--- PAGE TEXT ---

II. RECONSTITUTING THE INSTRUCTION ON SELF-DEFENSE

Appellant’s brief on appeal contended, inter alia, that the instructions erroneously failed to explain that the claim of self-defense may be sustained, even though the defendant used more force than would have seemed necessary or reasonable to a person considering the [1056]*1056matter afterward, if a belief as to the need for such force was actually and reasonably entertained by the defendant in the heat of passion. He relied on Perry v. United States, 137 U.S.App.D.C. 260, 262, 422 F.2d 697, 699 (1969) and Inge v. United States, 123 U.S.App.D.C. 6, 356 F.2d 345 (1966).

On October 20, 1972, after appellant’s brief was filed, the Government filed in the District Court a motion to correct the record. Subsequently, a corrected record of the jury charge was certified to this court by the trial court. With this correction, appellant’s Inge-Perry claim evaporated. However, problems underlying this correction were identified in appellant’s reply brief, filed February 28, 1973, which argued that there was no accurate record on appeal.

--- EXTRACTED RECORDS ---

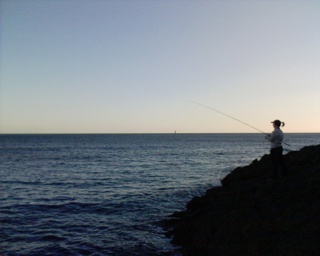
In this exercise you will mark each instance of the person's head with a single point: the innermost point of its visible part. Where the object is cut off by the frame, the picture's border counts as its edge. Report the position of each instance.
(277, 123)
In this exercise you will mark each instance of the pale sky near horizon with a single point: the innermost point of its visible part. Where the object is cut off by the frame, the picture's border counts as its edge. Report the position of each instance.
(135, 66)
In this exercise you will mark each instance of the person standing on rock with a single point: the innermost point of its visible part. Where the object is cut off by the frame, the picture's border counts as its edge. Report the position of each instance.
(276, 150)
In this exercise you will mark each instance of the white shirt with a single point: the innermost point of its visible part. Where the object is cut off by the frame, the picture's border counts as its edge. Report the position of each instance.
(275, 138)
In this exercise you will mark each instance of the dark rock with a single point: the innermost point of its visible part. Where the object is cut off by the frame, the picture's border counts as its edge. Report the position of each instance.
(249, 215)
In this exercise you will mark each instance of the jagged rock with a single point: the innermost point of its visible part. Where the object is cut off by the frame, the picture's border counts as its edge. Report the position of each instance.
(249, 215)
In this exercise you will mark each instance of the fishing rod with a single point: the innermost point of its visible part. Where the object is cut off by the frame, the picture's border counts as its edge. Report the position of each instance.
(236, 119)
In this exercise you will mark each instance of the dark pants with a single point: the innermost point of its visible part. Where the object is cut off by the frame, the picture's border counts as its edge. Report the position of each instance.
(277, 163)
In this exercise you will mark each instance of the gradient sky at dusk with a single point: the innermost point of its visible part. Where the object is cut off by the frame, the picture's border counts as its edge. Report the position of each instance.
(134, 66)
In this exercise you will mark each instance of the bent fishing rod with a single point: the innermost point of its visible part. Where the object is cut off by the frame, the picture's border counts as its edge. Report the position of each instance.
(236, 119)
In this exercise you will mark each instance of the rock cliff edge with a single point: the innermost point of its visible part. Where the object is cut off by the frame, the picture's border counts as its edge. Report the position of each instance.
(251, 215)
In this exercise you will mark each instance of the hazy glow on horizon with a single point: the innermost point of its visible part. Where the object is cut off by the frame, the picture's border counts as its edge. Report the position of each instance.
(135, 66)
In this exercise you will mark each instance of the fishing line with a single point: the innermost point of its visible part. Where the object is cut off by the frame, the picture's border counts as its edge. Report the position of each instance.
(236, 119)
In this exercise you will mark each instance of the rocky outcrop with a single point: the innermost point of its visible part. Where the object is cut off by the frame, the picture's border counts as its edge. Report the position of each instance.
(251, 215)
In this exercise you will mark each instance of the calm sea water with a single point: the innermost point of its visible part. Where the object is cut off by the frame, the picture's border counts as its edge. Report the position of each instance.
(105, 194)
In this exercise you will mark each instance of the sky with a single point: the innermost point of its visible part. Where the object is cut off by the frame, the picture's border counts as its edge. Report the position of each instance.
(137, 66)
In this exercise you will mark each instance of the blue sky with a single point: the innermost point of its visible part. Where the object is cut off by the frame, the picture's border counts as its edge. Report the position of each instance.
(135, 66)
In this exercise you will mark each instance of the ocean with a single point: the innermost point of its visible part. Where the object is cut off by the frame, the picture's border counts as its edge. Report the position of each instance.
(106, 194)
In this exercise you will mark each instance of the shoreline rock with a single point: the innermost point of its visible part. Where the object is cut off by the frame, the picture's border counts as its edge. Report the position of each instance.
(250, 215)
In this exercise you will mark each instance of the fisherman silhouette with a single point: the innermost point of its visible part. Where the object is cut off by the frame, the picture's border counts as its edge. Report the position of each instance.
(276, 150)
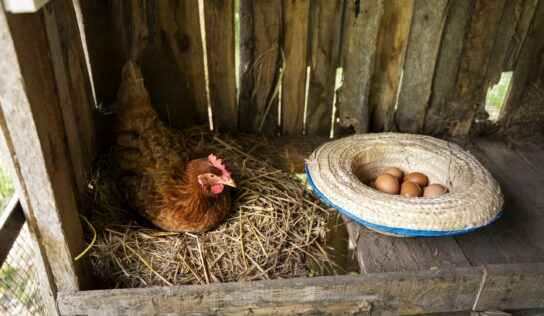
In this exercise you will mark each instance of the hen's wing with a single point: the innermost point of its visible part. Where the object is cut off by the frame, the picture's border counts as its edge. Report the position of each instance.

---

SHORT TASK 1
From the court opinion excerpt, repeat word for word the passage between "On October 20, 1972, after" and "record on appeal.", inclusive.
SHORT TASK 2
According to the court opinion excerpt, on what date did the Government file its motion to correct the record in the District Court?

CORRECT ANSWER 1
On October 20, 1972, after appellant’s brief was filed, the Government filed in the District Court a motion to correct the record. Subsequently, a corrected record of the jury charge was certified to this court by the trial court. With this correction, appellant’s Inge-Perry claim evaporated. However, problems underlying this correction were identified in appellant’s reply brief, filed February 28, 1973, which argued that there was no accurate record on appeal.

CORRECT ANSWER 2
October 20, 1972.